• STATED PROBLEM
Reproduce word for word the passage of the Postgres full text search page below, from "can easily be" to "typos, for example.".

··· SOURCE TEXT

Misraj Technology | Full text search in postgres

Full text search is an advanced search technique that enhances query results, thereby improving the UX.

In this blog, I'll explain, using examples, how to implement full text search in Arabic, as I believe it's one of the most challenging languages for FTS, because it's a very complex language to normalize.

Pattern matching with LIKE/ILIKE

Pattern matching is not considered full text search (FTS), but it can be sufficient for simple projects where search is not a critical feature.

The difference between LIKE and ILIKE is case sensitivity: LIKE is case-sensitive, while ILIKE is case-insensitive. So searching with LIKE 'Apple%' will only match Apple or Apples, whereas ILIKE 'Apple%' will match all case variations like apples, APPLE, etc.

But Arabic does not have cases, so it has no effect.

However, it can be prolonged when you have a large dataset.

Triagram search

A trigram is a group of three consecutive characters taken from a string. We can measure the similarity of two strings by counting the number of trigrams they share. This simple idea turns out to be very effective for measuring the similarity of words in many natural languages - postgresql.org

can easily be enabled by running this SQL command:

CREATE EXTENSION pg_trgm; -- enable trigram search module

You can read more about the operators that pg_trgm provides on the official website

. Trigram search is a good technique for fuzzy search and handling users' typos, for example.

SELECT similarity('book', 'bok'); -- returns 0.5

Note

The matching threshold is by default 0.3, and you can modify it

SELECT similarity('مكتبة', 'مكتبي'); -- returns 0.5

Butt for Arabic text, as it's a complex language, sometimes pg_trgm does not give a good result, for example:

SELECT similarity('كتب', 'كتاب'); -- returns 0.2857143

This is considered not a match.

······
··· LISTED RECORDS

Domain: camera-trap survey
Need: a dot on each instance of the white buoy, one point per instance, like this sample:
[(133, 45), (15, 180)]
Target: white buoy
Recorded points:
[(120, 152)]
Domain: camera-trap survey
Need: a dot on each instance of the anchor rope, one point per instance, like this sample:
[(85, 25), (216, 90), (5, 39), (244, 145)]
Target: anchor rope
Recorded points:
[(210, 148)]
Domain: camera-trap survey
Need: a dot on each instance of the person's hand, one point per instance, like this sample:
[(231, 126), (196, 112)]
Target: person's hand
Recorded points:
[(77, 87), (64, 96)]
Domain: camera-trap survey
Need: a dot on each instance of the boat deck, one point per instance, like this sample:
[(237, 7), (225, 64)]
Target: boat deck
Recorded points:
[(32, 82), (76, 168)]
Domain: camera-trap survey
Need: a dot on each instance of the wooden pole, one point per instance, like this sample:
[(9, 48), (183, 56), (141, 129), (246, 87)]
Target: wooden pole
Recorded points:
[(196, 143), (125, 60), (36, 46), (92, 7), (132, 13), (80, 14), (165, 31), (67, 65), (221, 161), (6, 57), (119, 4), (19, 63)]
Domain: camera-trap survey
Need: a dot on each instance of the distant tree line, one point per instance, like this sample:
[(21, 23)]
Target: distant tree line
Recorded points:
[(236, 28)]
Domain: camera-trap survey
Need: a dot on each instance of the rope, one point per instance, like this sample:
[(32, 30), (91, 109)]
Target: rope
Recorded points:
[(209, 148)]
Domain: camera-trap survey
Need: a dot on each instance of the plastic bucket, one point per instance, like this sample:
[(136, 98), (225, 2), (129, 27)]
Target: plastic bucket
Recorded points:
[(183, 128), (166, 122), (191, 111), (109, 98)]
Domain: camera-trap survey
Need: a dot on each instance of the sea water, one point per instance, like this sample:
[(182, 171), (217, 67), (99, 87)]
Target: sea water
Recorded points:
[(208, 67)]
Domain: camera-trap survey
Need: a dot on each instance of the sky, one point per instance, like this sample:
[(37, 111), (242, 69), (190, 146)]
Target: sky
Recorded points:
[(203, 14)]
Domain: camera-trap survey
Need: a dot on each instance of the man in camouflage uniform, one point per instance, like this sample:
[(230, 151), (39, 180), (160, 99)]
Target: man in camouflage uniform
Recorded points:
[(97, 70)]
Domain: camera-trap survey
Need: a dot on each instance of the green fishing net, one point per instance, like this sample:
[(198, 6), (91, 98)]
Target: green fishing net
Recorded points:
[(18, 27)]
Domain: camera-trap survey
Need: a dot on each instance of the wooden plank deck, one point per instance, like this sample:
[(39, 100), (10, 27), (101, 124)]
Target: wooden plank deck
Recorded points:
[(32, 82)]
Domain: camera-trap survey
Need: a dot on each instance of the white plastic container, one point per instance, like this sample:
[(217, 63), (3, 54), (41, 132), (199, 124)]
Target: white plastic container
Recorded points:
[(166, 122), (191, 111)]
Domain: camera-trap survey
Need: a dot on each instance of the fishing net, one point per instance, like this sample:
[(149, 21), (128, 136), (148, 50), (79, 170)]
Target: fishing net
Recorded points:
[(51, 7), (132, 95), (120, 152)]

······

• ANSWER TO THIS EXERCISE
can easily be enabled by running this SQL command:

CREATE EXTENSION pg_trgm; -- enable trigram search module

You can read more about the operators that pg_trgm provides on the official website

. Trigram search is a good technique for fuzzy search and handling users' typos, for example.